● **Tarefa 1**: Cite, palavra por palavra, o trecho da entrevista que começa nas palavras "A seguir, publicamos" e para depois de "Confira a entrevista.".
● **Tarefa 2**: Segundo a entrevista sobre violência no Brasil, quantas pessoas foram mortas nos crimes de maio, e em quantos dias?
● **Tarefa 3**: Reescreva em forma de lista o parágrafo da entrevista que começa com "Em 2014, estudei os crimes de maio", mantendo os fatos principais.

● **Texto fornecido**:
--

A seguir, publicamos a videoconferência no formato de entrevista.
Laura Gonçalves de Lima é graduada em Relações Internacionais pela Universidade Estadual Paulista Júlio de Mesquita Filho, mestra em Ciências Sociais pelo Centro de Pesquisa e Pós-Graduação sobre as Américas, da Universidade de Brasília – UnB, e doutora em Sociologia pelo Departamento de Sociologia da UnB. É pesquisadora do Núcleo de Estudos sobre Violência e Segurança – NEVIS, da UnB, e pesquisadora associada do Instituto de Estudos Comparados em Administração Institucional de Conflitos – INCT-INEAC, da Universidade Federal Fluminense – UFF.
Confira a entrevista.
IHU – Como acontece a repetição sistemática da violência no Brasil, segundo tem evidenciado nas suas pesquisas?
Laura Gonçalves de Lima – O objetivo da minha pesquisa é compreender a repetição sistemática de violações realizada em nome da sociedade brasileira, em nome do cidadão de bem, e como convivemos com essas violações em um regime sistemático.
Em 2014, estudei os crimes de maio, quando grupos de extermínio de policiais e agentes de segurança pública mataram mais de 500 pessoas, em oito dias, em maio de 2006, depois dos ataques do Primeiro Comando da Capital – PCC. Tentei entender os crimes de maio através dos testemunhos das mães e familiares das vítimas do Estado brasileiro em uma audiência pública que havia sido realizada pelo Conselho Nacional do Ministério Público, para debater nove anos de impunidade dos crimes de maio. A degravação dos depoimentos dessas mulheres sobre o pior dia da vida delas me atravessou muito.

--

(Registros de dados guardados)
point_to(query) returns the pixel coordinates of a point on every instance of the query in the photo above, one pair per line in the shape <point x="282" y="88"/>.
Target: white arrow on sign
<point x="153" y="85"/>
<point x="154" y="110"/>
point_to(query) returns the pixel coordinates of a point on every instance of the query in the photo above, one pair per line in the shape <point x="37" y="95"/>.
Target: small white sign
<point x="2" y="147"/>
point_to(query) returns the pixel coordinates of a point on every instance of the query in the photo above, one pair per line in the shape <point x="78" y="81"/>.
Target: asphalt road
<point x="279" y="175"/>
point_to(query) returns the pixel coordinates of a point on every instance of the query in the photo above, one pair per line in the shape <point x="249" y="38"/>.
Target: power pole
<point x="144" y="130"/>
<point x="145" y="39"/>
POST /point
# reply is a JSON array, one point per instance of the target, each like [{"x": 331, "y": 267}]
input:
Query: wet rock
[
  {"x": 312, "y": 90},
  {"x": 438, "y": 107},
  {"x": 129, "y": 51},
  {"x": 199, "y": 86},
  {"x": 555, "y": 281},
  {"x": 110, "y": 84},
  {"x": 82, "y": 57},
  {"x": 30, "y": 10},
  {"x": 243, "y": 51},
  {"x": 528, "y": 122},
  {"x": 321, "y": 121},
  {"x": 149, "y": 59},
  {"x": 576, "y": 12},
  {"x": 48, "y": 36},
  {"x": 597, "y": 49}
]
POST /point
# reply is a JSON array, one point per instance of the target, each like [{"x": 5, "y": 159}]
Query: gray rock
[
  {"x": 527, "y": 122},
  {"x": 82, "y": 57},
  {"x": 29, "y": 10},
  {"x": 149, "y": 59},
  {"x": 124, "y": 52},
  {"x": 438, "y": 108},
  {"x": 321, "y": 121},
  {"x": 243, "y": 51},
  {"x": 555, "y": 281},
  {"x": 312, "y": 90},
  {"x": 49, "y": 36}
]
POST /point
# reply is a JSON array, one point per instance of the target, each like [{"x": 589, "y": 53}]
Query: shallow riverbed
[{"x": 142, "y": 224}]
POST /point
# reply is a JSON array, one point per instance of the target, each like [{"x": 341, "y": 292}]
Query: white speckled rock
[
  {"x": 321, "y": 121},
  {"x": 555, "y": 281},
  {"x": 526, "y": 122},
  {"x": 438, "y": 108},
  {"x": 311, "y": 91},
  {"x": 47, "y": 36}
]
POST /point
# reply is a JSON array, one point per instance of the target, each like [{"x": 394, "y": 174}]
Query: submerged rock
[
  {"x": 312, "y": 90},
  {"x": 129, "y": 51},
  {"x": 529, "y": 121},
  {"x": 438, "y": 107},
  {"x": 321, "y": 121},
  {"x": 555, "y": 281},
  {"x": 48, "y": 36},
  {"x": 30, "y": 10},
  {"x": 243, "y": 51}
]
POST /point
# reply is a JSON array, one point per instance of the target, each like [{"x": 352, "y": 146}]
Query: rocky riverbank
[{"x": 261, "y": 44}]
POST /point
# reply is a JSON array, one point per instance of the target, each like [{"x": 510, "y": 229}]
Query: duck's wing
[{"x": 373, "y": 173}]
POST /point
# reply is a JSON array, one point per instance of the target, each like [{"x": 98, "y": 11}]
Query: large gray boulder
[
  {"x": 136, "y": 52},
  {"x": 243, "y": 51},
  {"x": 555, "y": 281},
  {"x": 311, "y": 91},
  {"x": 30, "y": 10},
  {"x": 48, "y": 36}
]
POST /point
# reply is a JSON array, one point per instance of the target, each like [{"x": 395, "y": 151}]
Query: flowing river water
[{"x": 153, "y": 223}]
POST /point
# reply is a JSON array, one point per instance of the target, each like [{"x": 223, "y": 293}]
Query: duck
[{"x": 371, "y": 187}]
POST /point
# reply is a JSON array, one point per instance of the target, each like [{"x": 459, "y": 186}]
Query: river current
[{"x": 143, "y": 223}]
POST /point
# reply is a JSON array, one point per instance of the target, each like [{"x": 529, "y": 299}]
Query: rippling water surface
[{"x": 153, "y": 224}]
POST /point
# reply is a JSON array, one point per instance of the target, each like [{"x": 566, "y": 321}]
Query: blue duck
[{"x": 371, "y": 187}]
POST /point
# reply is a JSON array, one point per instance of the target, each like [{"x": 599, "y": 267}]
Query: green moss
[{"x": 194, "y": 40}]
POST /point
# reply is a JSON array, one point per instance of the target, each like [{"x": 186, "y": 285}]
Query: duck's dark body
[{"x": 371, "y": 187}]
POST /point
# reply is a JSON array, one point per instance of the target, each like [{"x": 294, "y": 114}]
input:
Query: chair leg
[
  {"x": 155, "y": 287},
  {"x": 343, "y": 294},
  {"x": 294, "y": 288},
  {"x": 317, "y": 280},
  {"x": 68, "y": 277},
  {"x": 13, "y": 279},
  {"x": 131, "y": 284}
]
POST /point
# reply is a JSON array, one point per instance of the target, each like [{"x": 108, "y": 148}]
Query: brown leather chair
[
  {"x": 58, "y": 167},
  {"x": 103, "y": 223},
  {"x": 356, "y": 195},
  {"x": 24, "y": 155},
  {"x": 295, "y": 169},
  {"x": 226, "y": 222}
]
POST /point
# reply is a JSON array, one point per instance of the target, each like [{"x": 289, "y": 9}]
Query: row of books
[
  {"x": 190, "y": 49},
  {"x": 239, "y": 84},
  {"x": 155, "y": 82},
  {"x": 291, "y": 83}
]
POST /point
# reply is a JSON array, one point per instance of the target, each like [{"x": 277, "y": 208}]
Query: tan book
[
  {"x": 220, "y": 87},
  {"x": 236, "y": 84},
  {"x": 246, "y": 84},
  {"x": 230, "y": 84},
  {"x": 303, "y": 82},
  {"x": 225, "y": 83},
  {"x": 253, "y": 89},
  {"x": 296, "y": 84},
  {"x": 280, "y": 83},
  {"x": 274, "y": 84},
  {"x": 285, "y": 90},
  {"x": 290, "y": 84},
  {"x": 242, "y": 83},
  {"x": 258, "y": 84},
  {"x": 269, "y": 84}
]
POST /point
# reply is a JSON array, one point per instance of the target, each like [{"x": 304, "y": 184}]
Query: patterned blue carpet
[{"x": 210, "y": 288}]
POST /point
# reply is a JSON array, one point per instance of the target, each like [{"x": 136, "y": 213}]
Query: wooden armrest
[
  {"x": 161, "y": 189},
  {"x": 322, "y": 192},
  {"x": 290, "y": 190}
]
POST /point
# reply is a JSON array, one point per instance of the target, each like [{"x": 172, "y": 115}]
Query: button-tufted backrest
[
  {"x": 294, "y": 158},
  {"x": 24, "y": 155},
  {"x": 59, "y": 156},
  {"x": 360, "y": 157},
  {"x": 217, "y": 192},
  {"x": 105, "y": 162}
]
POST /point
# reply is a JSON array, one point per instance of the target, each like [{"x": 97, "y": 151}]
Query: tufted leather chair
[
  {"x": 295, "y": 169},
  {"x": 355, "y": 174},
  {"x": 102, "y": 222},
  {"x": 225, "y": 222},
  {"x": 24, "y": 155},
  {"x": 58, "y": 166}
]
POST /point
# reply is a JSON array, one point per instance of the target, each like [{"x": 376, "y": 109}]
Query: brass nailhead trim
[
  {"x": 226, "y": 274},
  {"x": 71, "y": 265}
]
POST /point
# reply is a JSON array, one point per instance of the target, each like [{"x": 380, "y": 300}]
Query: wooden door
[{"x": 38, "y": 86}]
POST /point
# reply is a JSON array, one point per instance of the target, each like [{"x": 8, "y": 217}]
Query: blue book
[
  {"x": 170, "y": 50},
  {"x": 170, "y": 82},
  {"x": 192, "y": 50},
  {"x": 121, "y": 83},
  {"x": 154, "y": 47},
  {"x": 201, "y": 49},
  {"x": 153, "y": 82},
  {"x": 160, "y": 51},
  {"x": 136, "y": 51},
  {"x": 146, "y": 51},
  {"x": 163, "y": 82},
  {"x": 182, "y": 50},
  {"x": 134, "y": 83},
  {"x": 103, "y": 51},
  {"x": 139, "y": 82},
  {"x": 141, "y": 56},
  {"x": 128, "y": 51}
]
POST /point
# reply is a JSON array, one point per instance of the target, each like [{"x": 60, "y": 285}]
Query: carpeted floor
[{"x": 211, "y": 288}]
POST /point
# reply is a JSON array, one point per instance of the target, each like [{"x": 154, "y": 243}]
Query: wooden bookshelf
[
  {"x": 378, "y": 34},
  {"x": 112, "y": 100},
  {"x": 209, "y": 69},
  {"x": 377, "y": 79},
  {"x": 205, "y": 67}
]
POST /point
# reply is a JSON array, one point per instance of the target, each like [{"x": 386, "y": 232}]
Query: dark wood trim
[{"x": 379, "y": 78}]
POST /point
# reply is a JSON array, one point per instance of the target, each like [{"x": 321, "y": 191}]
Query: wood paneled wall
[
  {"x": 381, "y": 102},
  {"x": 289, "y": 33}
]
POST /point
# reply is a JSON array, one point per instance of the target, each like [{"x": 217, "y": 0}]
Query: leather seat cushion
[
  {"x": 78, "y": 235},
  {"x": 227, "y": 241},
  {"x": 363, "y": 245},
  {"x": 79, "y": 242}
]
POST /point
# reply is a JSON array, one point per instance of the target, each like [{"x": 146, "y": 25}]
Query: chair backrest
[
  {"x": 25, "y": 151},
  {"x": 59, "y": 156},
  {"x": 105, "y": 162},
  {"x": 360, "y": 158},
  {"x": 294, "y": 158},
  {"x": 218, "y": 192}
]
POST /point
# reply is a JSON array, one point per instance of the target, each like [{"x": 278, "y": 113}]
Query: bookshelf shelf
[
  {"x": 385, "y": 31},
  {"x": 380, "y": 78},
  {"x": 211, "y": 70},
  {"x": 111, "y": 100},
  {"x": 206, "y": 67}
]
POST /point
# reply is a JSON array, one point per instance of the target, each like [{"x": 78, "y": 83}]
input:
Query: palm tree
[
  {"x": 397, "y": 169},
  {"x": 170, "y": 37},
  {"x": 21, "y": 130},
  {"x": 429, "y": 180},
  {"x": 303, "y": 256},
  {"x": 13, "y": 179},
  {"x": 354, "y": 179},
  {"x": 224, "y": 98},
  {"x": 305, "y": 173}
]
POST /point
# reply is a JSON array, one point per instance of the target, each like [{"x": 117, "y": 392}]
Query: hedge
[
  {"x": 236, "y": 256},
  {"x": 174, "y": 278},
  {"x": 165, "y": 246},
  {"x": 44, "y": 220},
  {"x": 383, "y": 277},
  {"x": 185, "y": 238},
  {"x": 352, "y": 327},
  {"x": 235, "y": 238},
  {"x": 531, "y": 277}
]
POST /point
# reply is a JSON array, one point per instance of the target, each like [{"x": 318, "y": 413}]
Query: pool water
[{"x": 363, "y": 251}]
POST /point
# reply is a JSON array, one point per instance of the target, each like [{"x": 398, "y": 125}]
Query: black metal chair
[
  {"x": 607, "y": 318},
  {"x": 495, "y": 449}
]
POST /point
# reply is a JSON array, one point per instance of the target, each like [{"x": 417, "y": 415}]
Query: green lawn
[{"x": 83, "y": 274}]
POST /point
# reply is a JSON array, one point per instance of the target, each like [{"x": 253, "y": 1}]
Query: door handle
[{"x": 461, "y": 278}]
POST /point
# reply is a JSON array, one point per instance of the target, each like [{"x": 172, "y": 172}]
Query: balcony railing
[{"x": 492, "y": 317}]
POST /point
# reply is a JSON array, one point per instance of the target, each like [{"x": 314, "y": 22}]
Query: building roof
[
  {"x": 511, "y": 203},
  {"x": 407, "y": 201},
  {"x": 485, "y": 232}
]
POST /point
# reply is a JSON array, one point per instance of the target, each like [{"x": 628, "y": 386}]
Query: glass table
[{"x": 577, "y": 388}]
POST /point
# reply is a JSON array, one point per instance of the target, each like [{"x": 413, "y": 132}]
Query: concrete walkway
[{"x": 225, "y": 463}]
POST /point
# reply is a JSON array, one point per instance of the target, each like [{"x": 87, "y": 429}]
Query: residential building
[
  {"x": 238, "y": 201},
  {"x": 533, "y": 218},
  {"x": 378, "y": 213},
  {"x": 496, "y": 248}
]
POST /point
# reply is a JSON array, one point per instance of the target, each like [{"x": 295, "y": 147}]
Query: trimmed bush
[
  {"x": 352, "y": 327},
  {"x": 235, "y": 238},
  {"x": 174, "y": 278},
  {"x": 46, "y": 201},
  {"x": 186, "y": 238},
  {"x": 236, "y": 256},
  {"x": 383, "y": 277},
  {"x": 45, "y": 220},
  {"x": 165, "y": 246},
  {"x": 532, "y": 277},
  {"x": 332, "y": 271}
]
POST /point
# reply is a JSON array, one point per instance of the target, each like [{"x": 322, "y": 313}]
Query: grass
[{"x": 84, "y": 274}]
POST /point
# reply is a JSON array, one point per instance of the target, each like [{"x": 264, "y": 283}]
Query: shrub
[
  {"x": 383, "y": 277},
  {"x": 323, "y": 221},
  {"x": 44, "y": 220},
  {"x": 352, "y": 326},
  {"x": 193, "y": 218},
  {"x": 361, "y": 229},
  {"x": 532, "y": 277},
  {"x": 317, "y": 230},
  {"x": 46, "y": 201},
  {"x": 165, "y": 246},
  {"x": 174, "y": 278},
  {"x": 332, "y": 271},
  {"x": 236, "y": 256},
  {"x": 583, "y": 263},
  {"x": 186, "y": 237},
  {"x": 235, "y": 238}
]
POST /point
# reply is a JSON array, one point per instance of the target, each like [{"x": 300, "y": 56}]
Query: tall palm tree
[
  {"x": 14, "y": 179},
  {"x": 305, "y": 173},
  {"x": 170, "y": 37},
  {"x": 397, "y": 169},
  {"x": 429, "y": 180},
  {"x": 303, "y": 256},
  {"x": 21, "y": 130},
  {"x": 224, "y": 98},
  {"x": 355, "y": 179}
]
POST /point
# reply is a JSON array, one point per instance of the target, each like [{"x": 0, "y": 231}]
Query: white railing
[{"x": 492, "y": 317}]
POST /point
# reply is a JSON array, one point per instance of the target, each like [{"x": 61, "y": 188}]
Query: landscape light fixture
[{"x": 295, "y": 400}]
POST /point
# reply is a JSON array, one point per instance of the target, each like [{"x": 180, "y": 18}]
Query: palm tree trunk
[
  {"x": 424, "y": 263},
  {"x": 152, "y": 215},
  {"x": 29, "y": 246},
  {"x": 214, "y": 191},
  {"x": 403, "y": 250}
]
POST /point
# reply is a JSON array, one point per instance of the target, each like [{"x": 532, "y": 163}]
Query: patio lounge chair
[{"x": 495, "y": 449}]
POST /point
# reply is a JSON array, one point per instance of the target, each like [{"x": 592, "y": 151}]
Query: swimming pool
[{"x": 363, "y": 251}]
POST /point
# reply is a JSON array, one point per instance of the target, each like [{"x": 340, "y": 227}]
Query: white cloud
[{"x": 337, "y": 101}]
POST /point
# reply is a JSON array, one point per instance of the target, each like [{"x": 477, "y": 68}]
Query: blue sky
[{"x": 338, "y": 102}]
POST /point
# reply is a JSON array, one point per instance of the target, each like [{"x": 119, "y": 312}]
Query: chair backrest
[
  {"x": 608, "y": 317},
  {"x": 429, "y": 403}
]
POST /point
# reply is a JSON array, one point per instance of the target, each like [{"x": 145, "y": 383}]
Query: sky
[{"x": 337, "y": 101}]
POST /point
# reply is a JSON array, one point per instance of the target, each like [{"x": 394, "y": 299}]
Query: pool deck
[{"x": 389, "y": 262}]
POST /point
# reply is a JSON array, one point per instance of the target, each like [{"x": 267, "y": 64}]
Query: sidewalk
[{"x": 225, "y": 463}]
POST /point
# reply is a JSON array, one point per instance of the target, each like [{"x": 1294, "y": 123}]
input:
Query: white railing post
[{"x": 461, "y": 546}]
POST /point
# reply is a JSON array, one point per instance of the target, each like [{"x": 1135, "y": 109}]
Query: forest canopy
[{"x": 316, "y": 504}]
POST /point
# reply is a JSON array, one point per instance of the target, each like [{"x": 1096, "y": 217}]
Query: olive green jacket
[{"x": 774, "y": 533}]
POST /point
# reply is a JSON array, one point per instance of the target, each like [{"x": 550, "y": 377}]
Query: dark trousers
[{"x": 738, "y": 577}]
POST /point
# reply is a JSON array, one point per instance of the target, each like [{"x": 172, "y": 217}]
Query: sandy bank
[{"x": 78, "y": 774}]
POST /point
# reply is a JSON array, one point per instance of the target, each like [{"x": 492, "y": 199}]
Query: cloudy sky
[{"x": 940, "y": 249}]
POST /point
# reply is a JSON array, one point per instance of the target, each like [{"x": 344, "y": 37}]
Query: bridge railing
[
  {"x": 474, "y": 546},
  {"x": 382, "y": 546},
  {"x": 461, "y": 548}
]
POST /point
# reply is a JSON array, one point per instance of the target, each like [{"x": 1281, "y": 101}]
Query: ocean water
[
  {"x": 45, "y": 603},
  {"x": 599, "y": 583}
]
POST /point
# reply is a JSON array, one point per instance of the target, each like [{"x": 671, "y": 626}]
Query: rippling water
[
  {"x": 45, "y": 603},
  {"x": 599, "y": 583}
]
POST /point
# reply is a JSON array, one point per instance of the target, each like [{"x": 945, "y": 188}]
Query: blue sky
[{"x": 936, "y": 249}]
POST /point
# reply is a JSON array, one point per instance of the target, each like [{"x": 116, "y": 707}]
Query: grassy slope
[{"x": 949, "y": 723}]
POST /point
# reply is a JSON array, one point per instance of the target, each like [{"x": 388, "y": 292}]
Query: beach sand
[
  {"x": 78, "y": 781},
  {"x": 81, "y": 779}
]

--

● **Sua resposta 1**:
A seguir, publicamos a videoconferência no formato de entrevista.
Laura Gonçalves de Lima é graduada em Relações Internacionais pela Universidade Estadual Paulista Júlio de Mesquita Filho, mestra em Ciências Sociais pelo Centro de Pesquisa e Pós-Graduação sobre as Américas, da Universidade de Brasília – UnB, e doutora em Sociologia pelo Departamento de Sociologia da UnB. É pesquisadora do Núcleo de Estudos sobre Violência e Segurança – NEVIS, da UnB, e pesquisadora associada do Instituto de Estudos Comparados em Administração Institucional de Conflitos – INCT-INEAC, da Universidade Federal Fluminense – UFF.
Confira a entrevista.

● **Sua resposta 2**: Mais de 500 pessoas, em oito dias, em maio de 2006.

● **Sua resposta 3**:
- Em 2014, a pesquisadora estudou os crimes de maio.
- Em maio de 2006, depois dos ataques do PCC, grupos de extermínio de policiais e agentes de segurança pública mataram mais de 500 pessoas em oito dias.
- Ela tentou entender esses crimes pelos testemunhos de mães e familiares das vítimas, dados numa audiência pública do Conselho Nacional do Ministério Público sobre nove anos de impunidade.
- A degravação dos depoimentos dessas mulheres a afetou muito.